WHAT IS REQUIRED - An exact reproduction of the data below is expected, free of images.

SOURCE MATERIAL -
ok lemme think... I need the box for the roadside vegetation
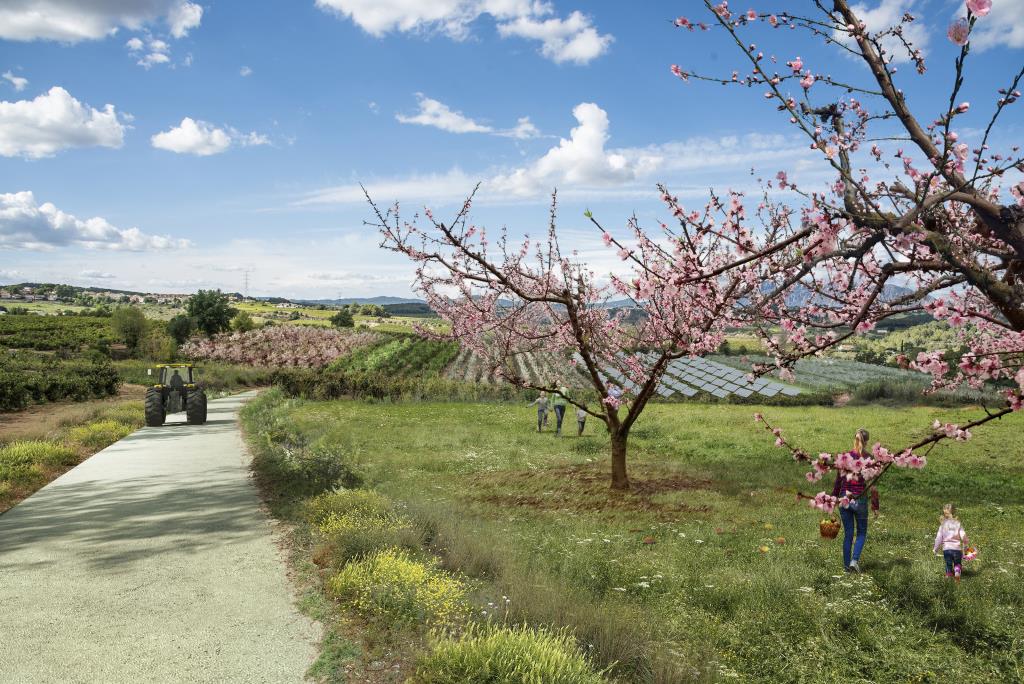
[243,390,1023,682]
[0,401,143,512]
[242,390,609,682]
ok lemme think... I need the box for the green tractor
[144,363,208,427]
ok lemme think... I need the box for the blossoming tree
[662,0,1022,506]
[369,189,760,490]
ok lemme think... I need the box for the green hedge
[0,352,120,411]
[271,367,526,403]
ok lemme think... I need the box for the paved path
[0,392,318,683]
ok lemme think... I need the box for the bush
[307,489,417,566]
[0,352,120,411]
[327,548,471,628]
[414,626,605,684]
[65,420,133,450]
[243,390,363,505]
[0,440,78,468]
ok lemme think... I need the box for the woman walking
[833,428,879,572]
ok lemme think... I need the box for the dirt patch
[0,385,145,441]
[470,462,714,517]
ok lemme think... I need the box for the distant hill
[299,296,425,306]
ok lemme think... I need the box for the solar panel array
[576,354,800,399]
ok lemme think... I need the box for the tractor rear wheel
[186,389,207,425]
[145,388,165,427]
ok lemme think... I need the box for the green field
[245,392,1024,682]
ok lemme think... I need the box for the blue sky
[1,0,1021,298]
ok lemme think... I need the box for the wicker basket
[964,546,978,562]
[819,519,841,539]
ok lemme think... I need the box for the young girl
[933,504,969,581]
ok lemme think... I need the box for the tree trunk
[610,430,630,490]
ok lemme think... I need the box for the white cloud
[396,94,493,133]
[969,0,1024,50]
[839,0,930,64]
[80,270,117,279]
[396,94,542,139]
[151,117,269,155]
[2,71,28,92]
[498,116,540,140]
[300,102,817,206]
[0,0,203,43]
[368,101,379,113]
[0,269,22,281]
[0,191,190,251]
[240,65,253,77]
[490,102,634,196]
[167,0,203,38]
[0,87,126,159]
[130,36,173,69]
[497,11,612,65]
[299,169,480,206]
[315,0,611,65]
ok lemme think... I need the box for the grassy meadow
[245,392,1024,682]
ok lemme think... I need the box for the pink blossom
[753,412,764,422]
[775,437,785,447]
[747,9,757,21]
[956,101,970,113]
[800,73,815,90]
[787,56,803,73]
[967,0,992,17]
[601,232,613,247]
[947,18,970,46]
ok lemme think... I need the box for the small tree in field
[231,310,256,333]
[166,314,195,344]
[186,290,236,337]
[370,190,757,490]
[330,308,355,328]
[111,306,147,354]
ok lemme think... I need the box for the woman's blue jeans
[839,499,869,567]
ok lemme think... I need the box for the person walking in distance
[528,393,550,432]
[552,386,569,436]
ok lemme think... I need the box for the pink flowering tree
[660,0,1023,502]
[368,188,758,490]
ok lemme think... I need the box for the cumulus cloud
[837,0,929,64]
[490,102,635,196]
[240,65,253,77]
[497,11,612,65]
[969,0,1024,50]
[396,94,541,139]
[315,0,611,65]
[0,0,203,43]
[127,35,174,69]
[0,87,126,159]
[396,94,493,134]
[151,117,269,156]
[2,71,28,92]
[0,191,190,251]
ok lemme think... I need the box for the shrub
[327,548,471,628]
[414,625,605,684]
[65,420,133,450]
[307,489,417,566]
[0,440,78,469]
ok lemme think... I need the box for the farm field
[247,392,1024,682]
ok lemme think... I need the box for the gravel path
[0,391,318,683]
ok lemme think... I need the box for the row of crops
[0,316,114,351]
[442,348,589,388]
[0,351,120,411]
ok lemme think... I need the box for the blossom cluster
[182,325,382,368]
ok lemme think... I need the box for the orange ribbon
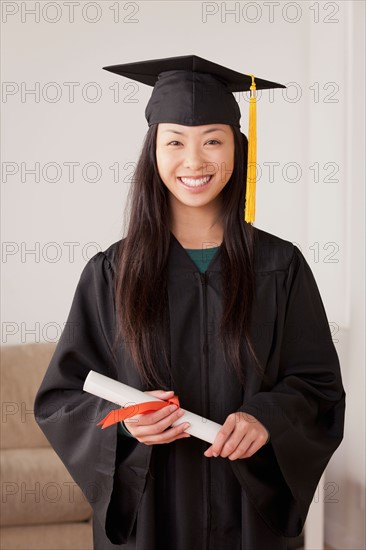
[97,395,180,429]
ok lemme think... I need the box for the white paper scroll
[83,370,222,444]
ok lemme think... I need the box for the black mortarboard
[102,55,286,223]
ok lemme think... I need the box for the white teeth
[179,176,211,187]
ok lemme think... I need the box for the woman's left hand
[203,412,269,460]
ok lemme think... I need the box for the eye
[167,140,182,146]
[206,139,221,145]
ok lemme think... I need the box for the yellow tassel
[244,75,256,224]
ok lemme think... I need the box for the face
[156,123,235,213]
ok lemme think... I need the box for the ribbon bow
[97,395,180,429]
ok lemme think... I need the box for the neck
[168,196,223,248]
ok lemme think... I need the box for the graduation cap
[103,55,286,224]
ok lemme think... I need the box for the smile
[177,175,213,188]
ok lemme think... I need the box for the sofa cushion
[1,343,57,449]
[0,522,93,550]
[0,448,92,526]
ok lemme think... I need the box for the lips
[178,175,213,188]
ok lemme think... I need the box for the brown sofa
[0,343,93,550]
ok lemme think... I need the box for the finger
[148,407,186,433]
[228,437,261,460]
[234,433,268,460]
[126,406,185,435]
[125,403,180,428]
[144,390,174,399]
[124,391,177,428]
[140,421,191,445]
[225,427,265,459]
[203,446,214,457]
[223,435,251,459]
[210,418,236,456]
[219,435,244,458]
[219,421,255,457]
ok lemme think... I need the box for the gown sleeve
[230,245,346,537]
[34,251,152,545]
[119,420,136,438]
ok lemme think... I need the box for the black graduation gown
[34,227,346,550]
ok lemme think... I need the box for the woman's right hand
[123,390,191,445]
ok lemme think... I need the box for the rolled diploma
[83,370,222,444]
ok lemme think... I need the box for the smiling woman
[156,123,235,246]
[34,55,346,550]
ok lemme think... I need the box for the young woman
[34,55,346,550]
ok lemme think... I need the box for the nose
[182,145,204,171]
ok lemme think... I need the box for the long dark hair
[112,123,262,389]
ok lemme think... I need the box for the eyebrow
[162,127,226,135]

RESULT FOR THIS TASK -
ok lemme think... I need the box for the roadside vegetation
[243,390,1023,682]
[0,401,143,512]
[242,390,609,682]
ok lemme think... I need the box for the green tractor
[144,363,208,427]
ok lemme think... I need the box for the blossoming tree
[662,0,1022,506]
[369,189,760,490]
ok lemme think... I need the box for the green hedge
[0,352,120,411]
[271,367,526,403]
ok lemme think... I need the box for the paved path
[0,392,318,683]
ok lemme think... I need the box for the bush
[307,489,417,566]
[0,352,120,411]
[327,548,471,628]
[414,626,605,684]
[65,420,133,450]
[243,390,363,505]
[0,440,78,468]
ok lemme think... I need the box for the woman walking
[833,428,879,572]
ok lemme think... I need the box for the dirt patch
[0,385,145,441]
[470,462,714,517]
ok lemme think... I need the box for the distant hill
[299,296,425,306]
ok lemme think... I need the box for the solar panel array
[576,354,800,399]
ok lemme think... I need the box for the tractor rear wheel
[186,389,207,425]
[145,388,165,427]
ok lemme think... I need the box for the green field
[245,392,1024,682]
ok lemme think... I need the box for the blue sky
[1,0,1021,298]
ok lemme think... I need the box for the wicker basket
[964,546,978,562]
[819,519,841,539]
ok lemme think... I need the box for the young girl
[933,504,969,581]
ok lemme think... I need the box for the tree trunk
[610,430,630,490]
ok lemme think... I need the box for the white cloud
[396,94,493,133]
[969,0,1024,50]
[839,0,930,64]
[80,270,117,279]
[396,94,542,139]
[151,117,269,155]
[2,71,28,92]
[498,116,540,140]
[300,102,817,206]
[0,0,203,43]
[368,101,379,113]
[0,269,22,281]
[0,191,190,251]
[240,65,253,77]
[490,102,634,196]
[167,0,203,38]
[0,87,126,159]
[130,36,173,69]
[497,11,612,65]
[299,169,480,206]
[315,0,611,65]
ok lemme think... I need the box for the grassy meadow
[245,392,1024,682]
ok lemme think... I need the box for the pink blossom
[753,412,764,422]
[775,437,785,447]
[747,9,757,21]
[956,101,970,113]
[800,73,815,90]
[787,56,803,73]
[967,0,992,17]
[601,232,613,247]
[947,18,970,46]
ok lemme think... I need the box for the small tree in field
[231,310,256,333]
[166,314,195,344]
[186,290,236,337]
[370,190,757,490]
[330,308,355,328]
[111,306,147,354]
ok lemme think... I need the box for the woman's blue jeans
[839,499,869,567]
ok lemme think... I need the box for the person walking in distance
[528,393,550,432]
[552,386,569,436]
ok lemme think... I need the box for the pink flowering tree
[660,0,1023,502]
[368,188,758,490]
ok lemme think... I need the box for the cumulus cloud
[837,0,929,64]
[490,102,635,196]
[240,65,253,77]
[497,11,612,65]
[969,0,1024,50]
[396,94,541,139]
[315,0,611,65]
[0,0,203,43]
[127,35,174,69]
[0,87,126,159]
[396,94,493,134]
[151,117,269,156]
[2,71,28,92]
[0,191,190,251]
ok lemme think... I need the box for the shrub
[327,548,471,628]
[414,625,605,684]
[65,420,133,450]
[307,489,417,566]
[0,440,78,469]
ok lemme think... I need the box for the farm field
[247,392,1024,682]
ok lemme think... I need the box for the gravel path
[0,391,318,683]
ok lemme think... I need the box for the row of crops
[0,316,114,351]
[442,348,589,388]
[0,351,120,411]
ok lemme think... I need the box for the blossom cluster
[182,325,382,368]
ok lemme think... I need the box for the orange ribbon
[97,395,180,429]
ok lemme think... I need the box for the white paper scroll
[83,370,222,444]
ok lemme think... I need the box for the black mortarboard
[102,55,286,223]
ok lemme think... I need the box for the white teeth
[179,176,211,187]
ok lemme think... I need the box for the woman's left hand
[203,412,269,460]
ok lemme think... I need the box for the eye
[167,140,182,146]
[206,139,221,145]
ok lemme think... I need the box for the yellow tassel
[244,75,256,224]
ok lemme think... I need the box for the face
[156,123,235,213]
ok lemme think... I need the box for the ribbon bow
[97,395,180,429]
ok lemme think... I need the box for the neck
[168,196,223,248]
ok lemme think... I need the box for the graduation cap
[103,55,286,224]
ok lemme think... I need the box for the smile
[177,175,213,188]
ok lemme think... I need the box for the sofa cushion
[1,343,57,449]
[0,522,93,550]
[0,448,92,526]
ok lemme think... I need the box for the lips
[178,175,213,188]
ok lemme think... I need the box for the brown sofa
[0,343,93,550]
ok lemme think... I need the box for the finger
[148,407,186,433]
[228,437,261,460]
[234,433,268,460]
[126,406,185,435]
[125,403,180,428]
[144,390,174,399]
[124,391,177,428]
[140,421,191,445]
[225,427,265,459]
[203,446,214,457]
[223,435,251,459]
[210,418,236,456]
[219,435,244,458]
[219,421,255,457]
ok lemme think... I need the box for the gown sleeve
[230,245,346,537]
[34,251,152,545]
[119,420,136,438]
ok lemme think... I need the box for the black graduation gown
[34,227,346,550]
ok lemme think... I need the box for the woman's right hand
[123,390,191,445]
ok lemme think... I need the box for the rolled diploma
[83,370,222,444]
ok lemme think... I need the box for the smiling woman
[156,123,235,246]
[34,55,346,550]
ok lemme think... I need the box for the young woman
[34,55,346,550]
ok lemme think... I need the box for the nose
[182,145,204,171]
ok lemme think... I need the box for the long dark hair
[112,123,262,389]
ok lemme think... I need the box for the eyebrow
[162,127,226,135]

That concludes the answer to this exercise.